▸ DIRECTIONS FOR THIS TASK
How many lines in the entries below contain the string "woman"? Matching is case-sensitive, and the reply should be only the number.

▸ GIVEN RECORDS
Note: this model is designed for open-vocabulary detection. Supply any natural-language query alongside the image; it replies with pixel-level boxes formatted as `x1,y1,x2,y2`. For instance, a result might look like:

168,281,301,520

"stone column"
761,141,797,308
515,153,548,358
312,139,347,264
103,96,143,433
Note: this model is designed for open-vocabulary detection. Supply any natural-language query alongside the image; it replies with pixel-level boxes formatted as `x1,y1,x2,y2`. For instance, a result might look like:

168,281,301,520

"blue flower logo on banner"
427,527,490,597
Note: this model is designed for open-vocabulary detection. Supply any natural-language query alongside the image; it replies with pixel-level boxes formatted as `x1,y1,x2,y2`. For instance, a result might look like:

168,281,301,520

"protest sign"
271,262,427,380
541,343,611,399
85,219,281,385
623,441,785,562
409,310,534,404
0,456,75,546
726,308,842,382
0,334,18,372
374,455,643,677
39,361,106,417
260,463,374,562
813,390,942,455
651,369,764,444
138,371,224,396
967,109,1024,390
---
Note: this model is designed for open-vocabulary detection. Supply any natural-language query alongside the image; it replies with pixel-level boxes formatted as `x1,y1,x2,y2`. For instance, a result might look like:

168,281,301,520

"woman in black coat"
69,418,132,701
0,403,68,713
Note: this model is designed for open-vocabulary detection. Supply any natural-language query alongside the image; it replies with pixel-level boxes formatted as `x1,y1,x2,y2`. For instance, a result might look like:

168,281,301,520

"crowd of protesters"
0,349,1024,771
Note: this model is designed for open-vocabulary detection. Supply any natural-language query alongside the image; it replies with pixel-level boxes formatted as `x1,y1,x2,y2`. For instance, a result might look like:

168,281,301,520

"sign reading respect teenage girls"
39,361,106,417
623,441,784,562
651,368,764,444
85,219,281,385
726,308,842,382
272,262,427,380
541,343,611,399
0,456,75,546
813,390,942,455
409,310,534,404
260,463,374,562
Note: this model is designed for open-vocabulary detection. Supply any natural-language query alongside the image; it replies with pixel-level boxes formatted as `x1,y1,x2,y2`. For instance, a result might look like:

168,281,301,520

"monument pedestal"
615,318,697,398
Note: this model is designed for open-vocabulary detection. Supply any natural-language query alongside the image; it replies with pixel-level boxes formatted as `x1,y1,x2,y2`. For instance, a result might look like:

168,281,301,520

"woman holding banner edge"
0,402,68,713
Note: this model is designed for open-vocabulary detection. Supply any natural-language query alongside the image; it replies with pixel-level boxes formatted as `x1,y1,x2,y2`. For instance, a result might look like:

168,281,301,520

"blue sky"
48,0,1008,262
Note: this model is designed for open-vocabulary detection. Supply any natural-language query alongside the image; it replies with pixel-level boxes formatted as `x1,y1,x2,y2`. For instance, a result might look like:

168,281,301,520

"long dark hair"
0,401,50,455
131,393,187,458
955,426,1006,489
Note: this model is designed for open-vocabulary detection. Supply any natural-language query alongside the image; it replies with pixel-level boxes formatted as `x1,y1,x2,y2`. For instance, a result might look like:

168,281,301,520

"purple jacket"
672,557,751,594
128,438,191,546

▸ CORRECT RESPONSE
2